====== QUOTED PASSAGE ======

Central motivations for the scientific method are to uncover new truths and to root out error, common goals shared with cybersecurity. Science has been revealing insights into “what if” questions for thousands of years. Businesses need new products and innovations to stay alive, and science can produce amazing and sometimes unexpected results to create and improve technology and cybersecurity. Science can also provide validation for the work you do by showing—even proving—that your ideas and solutions are better than others. If you choose to present your findings in papers or at conferences, you also receive external validation from your peers and contribute to the global body of knowledge.
Think about how much science plays a part at Google, even aside from security. The 1998 paper Google published on the PageRank algorithm described a novel idea that launched a $380 billion company. Today, Google researchers publish dozens of papers on security every year and those results inform security in their products and services, from Android to Gmail. Scientific advances conducted inside and outside the company undoubtedly save and make money for Google.
Lastly, learning science consists, in part, of learning the language of science. Once you learn the language, you’ll be better equipped to understand scientific conversations and papers. You will also have the ability to more clearly communicate your results to others, and it’s more likely that other amateur and professional scientists will respect your work.
The Scientific Method
The scientific method is a structured way of investigating the world. This group of techniques can be used to gain knowledge, study the state of the world, correct errors in current knowledge, and integrate facts. Importantly for us, the scientific method contributes to a theoretical and practical understanding of cybersecurity.
Our modern understanding of the scientific method stems from Francis Bacon’s Novum Organum (1620) and the work of Descartes, though others have refined the process since then. The Oxford English Dictionary defines the scientific method as “a method of observation or procedure based on scientific ideas or methods; specifically an empirical method that has underlain the development of natural science since the 17th century.” An empirical method is one in which the steps are based on observation, investigation, or experimentation.
At its heart, the scientific method contains only five essential elements:
Formulating a question from previous observations, measurements, or experiments
Induction and formulation of hypotheses
Making predictions from the hypotheses
Experimental testing of the predictions
Analysis and modification of the hypotheses
These steps are said to be systematic. That is to say, they are conducted according to a plan or organized method. If you jump around the steps in an unplanned way, you will have violated the scientific method. In Chapter 2 we will discuss how to do each of these five steps.

====== DATA LISTING ======

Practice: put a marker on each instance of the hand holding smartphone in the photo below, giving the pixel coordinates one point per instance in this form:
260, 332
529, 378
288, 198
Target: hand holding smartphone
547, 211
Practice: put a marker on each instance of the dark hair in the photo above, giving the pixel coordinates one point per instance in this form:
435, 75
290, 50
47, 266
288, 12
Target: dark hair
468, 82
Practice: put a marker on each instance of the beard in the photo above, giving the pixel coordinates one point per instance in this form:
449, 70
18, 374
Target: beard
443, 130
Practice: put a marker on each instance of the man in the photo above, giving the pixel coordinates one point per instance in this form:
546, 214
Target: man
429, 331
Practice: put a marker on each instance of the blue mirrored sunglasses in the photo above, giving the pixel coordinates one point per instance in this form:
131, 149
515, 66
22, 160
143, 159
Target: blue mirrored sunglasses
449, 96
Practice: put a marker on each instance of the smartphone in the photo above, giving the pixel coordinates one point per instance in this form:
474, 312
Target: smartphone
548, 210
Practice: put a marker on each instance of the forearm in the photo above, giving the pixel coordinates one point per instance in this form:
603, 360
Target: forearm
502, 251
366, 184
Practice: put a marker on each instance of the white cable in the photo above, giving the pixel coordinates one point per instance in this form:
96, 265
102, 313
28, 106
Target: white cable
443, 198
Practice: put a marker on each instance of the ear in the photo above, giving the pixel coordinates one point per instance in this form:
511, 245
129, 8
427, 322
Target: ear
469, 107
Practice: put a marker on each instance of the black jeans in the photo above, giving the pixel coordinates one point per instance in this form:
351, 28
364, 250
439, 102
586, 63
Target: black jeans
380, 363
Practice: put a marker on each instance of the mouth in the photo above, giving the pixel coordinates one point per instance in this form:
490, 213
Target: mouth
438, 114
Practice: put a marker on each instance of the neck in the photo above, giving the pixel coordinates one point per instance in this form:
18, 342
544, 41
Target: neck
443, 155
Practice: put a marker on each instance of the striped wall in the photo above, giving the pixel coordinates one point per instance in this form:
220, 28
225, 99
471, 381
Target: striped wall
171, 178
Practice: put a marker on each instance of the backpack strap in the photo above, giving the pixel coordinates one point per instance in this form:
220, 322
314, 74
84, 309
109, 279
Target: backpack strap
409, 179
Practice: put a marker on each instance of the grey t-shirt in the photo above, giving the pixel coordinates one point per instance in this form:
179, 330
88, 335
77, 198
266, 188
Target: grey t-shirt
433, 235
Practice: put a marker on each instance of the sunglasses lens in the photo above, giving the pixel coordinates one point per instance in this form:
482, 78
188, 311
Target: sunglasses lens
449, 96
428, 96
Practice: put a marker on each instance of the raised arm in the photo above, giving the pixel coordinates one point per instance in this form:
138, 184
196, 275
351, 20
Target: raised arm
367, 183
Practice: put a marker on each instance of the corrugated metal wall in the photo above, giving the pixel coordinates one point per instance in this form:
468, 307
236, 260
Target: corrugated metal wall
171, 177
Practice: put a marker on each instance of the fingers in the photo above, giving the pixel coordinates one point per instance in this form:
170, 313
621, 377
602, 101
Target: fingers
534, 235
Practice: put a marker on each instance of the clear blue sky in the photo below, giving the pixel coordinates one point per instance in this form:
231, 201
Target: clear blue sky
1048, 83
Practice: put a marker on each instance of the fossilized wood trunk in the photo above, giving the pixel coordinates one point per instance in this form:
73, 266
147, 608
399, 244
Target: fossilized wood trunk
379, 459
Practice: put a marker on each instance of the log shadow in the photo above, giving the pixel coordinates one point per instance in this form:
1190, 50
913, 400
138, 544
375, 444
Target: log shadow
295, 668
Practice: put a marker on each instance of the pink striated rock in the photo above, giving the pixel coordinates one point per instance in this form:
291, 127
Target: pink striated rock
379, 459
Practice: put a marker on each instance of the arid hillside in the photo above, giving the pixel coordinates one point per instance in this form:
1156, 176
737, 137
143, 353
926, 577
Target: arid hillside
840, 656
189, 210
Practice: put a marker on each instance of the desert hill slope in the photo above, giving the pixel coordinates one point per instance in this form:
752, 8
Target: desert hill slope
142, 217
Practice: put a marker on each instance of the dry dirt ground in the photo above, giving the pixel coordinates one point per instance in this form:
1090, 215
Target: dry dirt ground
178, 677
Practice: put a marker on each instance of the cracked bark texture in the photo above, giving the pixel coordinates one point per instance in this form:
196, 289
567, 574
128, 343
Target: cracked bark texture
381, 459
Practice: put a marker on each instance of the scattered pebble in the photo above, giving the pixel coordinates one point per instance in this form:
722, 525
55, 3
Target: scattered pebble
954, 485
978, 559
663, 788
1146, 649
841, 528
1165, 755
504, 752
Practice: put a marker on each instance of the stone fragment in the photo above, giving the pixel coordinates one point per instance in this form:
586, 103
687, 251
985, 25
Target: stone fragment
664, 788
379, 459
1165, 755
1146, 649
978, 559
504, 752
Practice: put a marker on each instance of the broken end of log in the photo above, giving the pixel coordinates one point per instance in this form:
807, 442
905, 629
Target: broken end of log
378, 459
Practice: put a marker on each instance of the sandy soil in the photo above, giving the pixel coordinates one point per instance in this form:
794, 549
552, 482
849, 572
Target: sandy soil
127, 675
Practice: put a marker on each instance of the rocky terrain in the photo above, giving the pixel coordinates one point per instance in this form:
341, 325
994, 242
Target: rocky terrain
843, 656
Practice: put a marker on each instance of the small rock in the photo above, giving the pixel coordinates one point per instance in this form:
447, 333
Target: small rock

======

> **DIRECTIONS**:
Copy the section of the scientific method text that starts at "Central motivations for" and ends at "body of knowledge.", word for word.

> **ANSWER AREA**:
Central motivations for the scientific method are to uncover new truths and to root out error, common goals shared with cybersecurity. Science has been revealing insights into “what if” questions for thousands of years. Businesses need new products and innovations to stay alive, and science can produce amazing and sometimes unexpected results to create and improve technology and cybersecurity. Science can also provide validation for the work you do by showing—even proving—that your ideas and solutions are better than others. If you choose to present your findings in papers or at conferences, you also receive external validation from your peers and contribute to the global body of knowledge.